QUESTIONS TO ANSWER:
1. According to the Medicare Part B article, what share of estimated Part B expenses must Medicare's Part B premiums be high enough to cover?
2. Extend the Medicare Part B article past its final paragraph.

EXCERPTED PASSAGE:
::::

Millions of Americans that choose to receive Medicare Part B benefits may finally be able to sleep a little more peacefully at night. On November 2, President Obama signed the Bipartisan Budget Act of 2015 into the law. Among many things, the law cuts the expected increase in Medicare Part B premiums from a whopping 52 percent to a less drastic 14 percent.
Why the Law Is Necessary
Medicare is required to charge Part B premiums that are high enough to cover 25 percent of its estimated Part B expenses. This coming year, 70 percent of beneficiaries will be protected from Part B premium increases under the “hold harmless” provision. Without the law, CMS would have had to charge the remaining 30 percent of beneficiaries who are not protected by the provision alarmingly higher premiums to cover the Part B program’s expenses. Projections estimated these beneficiaries’ current monthly rates would have increased from $104.90 to approximately $159.30.
Without government intervention, one in three Americans would have had to helplessly watch as their Medicare Part B premiums increased by 52 percent in 2016. The Bipartisan Budget Act of 2015 helps keep Part B coverage more affordable for America’s seniors.
How the Law Affects Beneficiaries
Thanks to the new law, Medicare Part B beneficiaries no longer have to worry if their Part B premiums will skyrocket in 2016. The Bipartisan Budget Act of 2015 levels out the expected spike in Part B premiums and deductibles. Consequently, the 30 percent of Medicare beneficiaries who are not protected by the “hold harmless” provision will only see their rates go from $104.90 to roughly $120—a 14 percent increase. Additionally, these beneficiaries will only see their Part B deductibles increase by approximately $20 instead of the previously estimated $70 or more.

::::

Natural-language object grounding records:

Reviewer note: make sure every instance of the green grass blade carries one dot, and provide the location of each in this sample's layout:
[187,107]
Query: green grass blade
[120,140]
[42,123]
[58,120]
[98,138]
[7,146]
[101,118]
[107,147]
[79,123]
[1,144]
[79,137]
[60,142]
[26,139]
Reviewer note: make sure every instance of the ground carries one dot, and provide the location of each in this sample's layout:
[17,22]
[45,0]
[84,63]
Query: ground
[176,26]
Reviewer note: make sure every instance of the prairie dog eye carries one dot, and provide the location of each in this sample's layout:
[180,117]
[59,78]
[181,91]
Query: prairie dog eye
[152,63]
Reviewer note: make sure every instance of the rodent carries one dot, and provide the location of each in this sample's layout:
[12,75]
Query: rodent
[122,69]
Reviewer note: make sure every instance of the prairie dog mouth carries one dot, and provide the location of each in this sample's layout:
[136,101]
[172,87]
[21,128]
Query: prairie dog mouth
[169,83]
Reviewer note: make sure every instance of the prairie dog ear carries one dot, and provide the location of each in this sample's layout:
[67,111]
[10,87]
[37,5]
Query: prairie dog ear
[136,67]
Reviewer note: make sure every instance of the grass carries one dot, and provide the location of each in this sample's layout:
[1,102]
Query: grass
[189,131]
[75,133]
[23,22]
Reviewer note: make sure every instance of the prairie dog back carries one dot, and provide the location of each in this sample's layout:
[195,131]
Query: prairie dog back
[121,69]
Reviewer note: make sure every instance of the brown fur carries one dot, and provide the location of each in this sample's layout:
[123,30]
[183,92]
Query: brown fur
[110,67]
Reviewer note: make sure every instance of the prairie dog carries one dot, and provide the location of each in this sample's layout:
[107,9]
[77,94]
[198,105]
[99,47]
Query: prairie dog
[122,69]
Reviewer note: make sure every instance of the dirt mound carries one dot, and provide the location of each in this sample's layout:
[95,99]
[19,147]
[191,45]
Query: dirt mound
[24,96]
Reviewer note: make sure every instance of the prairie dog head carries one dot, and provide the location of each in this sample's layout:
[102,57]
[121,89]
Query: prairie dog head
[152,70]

::::

RESPONSE LIST:
1. 25 percent

2.
In order to curb the increase in Part B premiums, the Medicare trust fund will receive a loan from the U.S. Treasury. As a result, beneficiaries will be required to pay a $3 monthly surcharge to repay the loan. They will also continue to see increases in their monthly Part B premiums over the next several years.
Other Important Information about the Law
The Bipartisan Budget Act of 2015 is a two-year agreement that raises the national debt ceiling through March 2017. During this time, it provides an additional $80 billion in spending to split evenly between military and domestic programs.
To offset the cost of this increase in spending, there will be both increases in revenue collected by the federal government and budget cuts to programs such as Medicare and Social Security. Although the agreement is far from perfect, it adds temporary stability to the Social Security Disability Insurance fund and keeps Medicare Part B premium increases from spiking for those who are not in the “held harmless” category and the Part B deductible increases more modestly for all.